*** DATI DISPONIBILI ***
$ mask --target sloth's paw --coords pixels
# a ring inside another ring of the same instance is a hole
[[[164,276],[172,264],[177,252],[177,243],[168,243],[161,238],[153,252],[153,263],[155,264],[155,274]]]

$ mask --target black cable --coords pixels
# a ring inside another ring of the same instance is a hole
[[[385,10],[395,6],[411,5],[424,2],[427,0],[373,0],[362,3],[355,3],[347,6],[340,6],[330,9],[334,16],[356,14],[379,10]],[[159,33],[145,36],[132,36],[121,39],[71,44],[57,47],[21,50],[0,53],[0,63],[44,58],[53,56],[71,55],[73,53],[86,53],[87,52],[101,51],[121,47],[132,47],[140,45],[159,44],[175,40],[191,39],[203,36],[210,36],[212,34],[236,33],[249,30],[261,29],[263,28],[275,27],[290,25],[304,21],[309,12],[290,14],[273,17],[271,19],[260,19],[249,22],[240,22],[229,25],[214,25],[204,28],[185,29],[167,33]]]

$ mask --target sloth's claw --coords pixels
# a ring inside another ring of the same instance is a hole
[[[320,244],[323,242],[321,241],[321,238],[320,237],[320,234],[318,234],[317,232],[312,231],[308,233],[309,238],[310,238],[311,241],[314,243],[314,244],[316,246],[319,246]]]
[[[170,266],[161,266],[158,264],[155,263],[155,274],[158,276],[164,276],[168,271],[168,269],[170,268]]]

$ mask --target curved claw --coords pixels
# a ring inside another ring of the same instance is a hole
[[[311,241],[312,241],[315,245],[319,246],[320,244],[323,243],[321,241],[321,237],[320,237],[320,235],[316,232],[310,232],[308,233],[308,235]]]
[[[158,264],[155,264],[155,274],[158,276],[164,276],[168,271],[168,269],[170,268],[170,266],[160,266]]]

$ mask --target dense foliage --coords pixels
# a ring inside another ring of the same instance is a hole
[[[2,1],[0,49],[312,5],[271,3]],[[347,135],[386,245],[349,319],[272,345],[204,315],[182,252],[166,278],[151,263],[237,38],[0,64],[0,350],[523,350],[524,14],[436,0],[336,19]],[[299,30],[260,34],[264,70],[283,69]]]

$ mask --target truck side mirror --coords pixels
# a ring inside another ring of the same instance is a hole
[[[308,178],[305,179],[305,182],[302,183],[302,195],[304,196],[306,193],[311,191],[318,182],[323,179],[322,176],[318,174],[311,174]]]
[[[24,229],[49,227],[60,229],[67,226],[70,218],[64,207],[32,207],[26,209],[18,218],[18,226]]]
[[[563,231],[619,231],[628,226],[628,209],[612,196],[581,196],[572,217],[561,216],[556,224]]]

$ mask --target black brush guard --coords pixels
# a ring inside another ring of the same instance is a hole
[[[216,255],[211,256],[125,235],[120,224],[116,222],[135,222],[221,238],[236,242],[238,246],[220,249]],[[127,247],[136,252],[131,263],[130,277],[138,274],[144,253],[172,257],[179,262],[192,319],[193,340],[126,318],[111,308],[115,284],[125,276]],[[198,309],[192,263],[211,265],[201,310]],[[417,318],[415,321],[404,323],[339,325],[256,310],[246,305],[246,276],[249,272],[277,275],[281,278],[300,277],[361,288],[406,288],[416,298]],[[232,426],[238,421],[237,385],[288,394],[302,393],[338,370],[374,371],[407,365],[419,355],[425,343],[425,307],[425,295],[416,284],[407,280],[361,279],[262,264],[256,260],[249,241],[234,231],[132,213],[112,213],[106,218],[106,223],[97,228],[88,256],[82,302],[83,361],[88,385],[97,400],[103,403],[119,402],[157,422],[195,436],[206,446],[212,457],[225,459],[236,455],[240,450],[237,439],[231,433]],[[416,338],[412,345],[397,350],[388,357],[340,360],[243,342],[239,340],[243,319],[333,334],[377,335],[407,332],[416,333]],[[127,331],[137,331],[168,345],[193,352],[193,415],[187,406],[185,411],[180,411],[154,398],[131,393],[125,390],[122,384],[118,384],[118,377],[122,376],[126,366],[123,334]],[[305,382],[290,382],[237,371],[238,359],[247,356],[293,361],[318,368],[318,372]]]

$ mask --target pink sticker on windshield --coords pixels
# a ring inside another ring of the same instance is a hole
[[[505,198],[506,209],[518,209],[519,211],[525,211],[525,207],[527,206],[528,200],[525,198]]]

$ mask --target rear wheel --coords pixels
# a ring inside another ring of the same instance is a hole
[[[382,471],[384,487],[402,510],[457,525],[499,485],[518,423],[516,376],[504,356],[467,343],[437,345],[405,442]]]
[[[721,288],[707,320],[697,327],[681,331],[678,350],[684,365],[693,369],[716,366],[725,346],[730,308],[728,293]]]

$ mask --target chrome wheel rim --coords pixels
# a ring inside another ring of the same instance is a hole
***
▶ **COMPITO**:
Trascrivi in una tabella Markdown la parte dei dati che va dalla riga contenente "wheel --coords pixels" fino alla fine dei dati, entrambe le estremità comprese e senza le righe vuote. Usa la colonna N per il numero progressivo e la colonna Riga per il testo di ciascuna riga.

▶ **RISPOSTA COMPLETA**:
| N | Riga |
|---|---|
| 1 | $ mask --target rear wheel --coords pixels |
| 2 | # a ring inside another ring of the same instance is a hole |
| 3 | [[[382,471],[384,487],[402,510],[457,525],[499,485],[518,423],[516,376],[504,356],[467,343],[437,345],[405,442]]] |
| 4 | [[[721,288],[707,320],[697,327],[681,331],[678,350],[684,365],[693,369],[716,366],[725,346],[730,308],[728,293]]] |
| 5 | $ mask --target chrome wheel rim --coords pixels |
| 6 | # a ring inside another ring of the same instance is a hole |